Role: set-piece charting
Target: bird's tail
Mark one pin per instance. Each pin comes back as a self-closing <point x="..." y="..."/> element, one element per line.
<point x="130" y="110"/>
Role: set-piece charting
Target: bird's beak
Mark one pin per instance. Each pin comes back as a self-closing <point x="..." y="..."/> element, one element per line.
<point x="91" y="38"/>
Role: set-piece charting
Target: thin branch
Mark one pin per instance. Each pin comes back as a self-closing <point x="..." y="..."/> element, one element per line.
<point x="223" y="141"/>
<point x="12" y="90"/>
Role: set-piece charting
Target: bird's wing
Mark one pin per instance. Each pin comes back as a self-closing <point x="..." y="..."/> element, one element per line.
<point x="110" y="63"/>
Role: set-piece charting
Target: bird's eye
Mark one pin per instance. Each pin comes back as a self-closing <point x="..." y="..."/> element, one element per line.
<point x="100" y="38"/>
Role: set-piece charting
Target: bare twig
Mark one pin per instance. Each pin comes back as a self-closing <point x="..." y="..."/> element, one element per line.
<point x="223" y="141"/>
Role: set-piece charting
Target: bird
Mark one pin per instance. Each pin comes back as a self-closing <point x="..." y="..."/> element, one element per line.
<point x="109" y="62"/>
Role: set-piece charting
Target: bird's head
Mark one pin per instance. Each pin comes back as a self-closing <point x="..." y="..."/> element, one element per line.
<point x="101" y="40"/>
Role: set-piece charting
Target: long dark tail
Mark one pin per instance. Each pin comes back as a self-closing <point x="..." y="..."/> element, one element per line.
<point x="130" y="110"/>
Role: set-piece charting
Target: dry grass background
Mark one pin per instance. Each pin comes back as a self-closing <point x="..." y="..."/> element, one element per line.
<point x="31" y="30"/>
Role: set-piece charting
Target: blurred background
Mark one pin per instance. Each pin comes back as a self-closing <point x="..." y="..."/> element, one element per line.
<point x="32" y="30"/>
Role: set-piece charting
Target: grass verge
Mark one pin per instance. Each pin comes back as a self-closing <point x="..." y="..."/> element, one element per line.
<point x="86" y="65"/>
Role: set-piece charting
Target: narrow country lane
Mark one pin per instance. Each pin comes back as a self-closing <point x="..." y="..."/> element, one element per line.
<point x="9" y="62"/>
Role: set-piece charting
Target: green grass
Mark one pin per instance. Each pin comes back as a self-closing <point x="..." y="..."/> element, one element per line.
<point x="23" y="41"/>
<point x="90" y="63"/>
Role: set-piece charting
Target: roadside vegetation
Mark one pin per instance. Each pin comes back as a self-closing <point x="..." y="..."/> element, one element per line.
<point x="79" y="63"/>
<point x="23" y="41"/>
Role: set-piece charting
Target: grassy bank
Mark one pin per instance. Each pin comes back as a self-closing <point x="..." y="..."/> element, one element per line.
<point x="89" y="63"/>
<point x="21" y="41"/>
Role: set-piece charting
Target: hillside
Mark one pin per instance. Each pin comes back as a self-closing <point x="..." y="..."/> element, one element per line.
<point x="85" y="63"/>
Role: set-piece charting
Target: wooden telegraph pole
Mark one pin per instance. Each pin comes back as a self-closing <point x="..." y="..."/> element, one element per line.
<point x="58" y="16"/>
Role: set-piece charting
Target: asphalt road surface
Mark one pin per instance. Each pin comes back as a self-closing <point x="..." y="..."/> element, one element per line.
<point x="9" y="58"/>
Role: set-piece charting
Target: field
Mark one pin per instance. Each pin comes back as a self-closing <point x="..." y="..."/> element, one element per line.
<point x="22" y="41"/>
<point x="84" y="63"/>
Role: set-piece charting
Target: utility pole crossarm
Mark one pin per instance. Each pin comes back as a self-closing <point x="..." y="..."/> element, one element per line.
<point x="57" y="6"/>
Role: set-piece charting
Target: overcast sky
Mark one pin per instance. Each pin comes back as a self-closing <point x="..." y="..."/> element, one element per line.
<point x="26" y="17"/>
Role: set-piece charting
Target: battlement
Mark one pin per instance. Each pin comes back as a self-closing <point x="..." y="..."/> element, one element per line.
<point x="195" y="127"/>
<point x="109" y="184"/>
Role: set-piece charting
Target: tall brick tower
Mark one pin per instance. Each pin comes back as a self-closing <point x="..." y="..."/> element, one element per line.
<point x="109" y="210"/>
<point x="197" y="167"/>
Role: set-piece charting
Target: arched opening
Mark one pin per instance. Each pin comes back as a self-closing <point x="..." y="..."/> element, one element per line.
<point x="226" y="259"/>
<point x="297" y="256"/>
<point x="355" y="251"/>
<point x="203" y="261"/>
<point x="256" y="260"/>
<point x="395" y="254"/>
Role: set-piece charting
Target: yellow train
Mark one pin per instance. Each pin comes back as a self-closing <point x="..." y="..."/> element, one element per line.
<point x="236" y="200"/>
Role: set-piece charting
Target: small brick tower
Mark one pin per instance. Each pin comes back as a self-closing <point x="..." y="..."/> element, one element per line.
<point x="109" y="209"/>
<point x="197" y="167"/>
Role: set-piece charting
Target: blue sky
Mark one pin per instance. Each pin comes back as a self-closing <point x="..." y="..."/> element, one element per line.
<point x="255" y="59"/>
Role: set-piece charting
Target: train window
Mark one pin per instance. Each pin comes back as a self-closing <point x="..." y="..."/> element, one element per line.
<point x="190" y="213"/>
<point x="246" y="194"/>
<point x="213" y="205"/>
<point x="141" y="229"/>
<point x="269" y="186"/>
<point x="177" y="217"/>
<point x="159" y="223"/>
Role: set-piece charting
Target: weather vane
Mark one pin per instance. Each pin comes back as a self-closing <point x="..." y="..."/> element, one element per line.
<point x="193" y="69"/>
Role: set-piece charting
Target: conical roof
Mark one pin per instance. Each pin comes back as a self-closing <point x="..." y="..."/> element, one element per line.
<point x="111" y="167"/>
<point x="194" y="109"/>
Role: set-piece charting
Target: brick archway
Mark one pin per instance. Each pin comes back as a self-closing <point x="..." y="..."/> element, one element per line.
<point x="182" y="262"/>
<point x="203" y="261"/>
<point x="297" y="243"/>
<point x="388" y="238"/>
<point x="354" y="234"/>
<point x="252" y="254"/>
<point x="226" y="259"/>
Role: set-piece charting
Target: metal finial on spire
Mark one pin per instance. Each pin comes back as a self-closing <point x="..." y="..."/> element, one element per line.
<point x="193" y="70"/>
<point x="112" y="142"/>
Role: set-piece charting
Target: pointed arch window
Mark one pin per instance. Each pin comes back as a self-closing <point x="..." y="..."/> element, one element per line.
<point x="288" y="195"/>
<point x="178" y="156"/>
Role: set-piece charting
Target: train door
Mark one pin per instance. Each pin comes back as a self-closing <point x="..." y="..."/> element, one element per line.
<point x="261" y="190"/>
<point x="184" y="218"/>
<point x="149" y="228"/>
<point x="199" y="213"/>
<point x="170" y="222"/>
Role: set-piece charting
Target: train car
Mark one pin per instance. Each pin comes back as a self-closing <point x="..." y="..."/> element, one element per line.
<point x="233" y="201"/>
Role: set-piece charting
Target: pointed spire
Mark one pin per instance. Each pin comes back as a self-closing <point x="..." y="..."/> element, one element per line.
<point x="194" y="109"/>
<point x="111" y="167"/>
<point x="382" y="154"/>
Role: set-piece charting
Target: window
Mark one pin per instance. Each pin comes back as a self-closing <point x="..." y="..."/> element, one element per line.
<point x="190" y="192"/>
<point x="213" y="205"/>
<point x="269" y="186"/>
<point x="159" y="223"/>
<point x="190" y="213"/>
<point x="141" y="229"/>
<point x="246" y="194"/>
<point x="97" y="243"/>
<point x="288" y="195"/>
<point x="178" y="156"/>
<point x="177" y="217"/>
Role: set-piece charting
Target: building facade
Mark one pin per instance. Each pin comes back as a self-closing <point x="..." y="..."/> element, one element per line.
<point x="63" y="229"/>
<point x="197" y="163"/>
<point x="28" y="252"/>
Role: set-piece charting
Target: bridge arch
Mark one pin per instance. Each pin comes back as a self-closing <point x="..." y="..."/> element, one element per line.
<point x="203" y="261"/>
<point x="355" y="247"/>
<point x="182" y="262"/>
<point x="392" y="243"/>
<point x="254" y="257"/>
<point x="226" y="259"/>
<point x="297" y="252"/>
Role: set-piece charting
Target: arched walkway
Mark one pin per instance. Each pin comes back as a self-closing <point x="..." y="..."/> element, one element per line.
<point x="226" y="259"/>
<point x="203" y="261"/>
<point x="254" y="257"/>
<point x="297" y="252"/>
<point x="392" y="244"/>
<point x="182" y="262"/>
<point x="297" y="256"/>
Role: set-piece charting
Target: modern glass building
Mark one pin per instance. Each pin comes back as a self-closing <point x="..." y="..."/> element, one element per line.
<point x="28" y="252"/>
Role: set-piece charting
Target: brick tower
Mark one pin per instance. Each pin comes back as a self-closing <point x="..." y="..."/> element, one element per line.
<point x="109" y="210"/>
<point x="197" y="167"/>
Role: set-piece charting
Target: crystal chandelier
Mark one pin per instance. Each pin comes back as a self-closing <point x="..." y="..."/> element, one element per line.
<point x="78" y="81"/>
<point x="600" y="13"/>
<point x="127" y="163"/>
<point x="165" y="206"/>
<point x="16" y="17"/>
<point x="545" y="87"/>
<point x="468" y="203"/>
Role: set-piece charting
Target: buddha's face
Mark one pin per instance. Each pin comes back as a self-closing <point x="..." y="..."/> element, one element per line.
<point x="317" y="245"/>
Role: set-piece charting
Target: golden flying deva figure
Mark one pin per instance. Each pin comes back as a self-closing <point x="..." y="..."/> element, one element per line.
--------------------------------
> TASK OBJECTIVE: Check the lines above and copy each one that includes "spire".

> RESULT FOR THIS TASK:
Target: metal finial on spire
Target: pointed spire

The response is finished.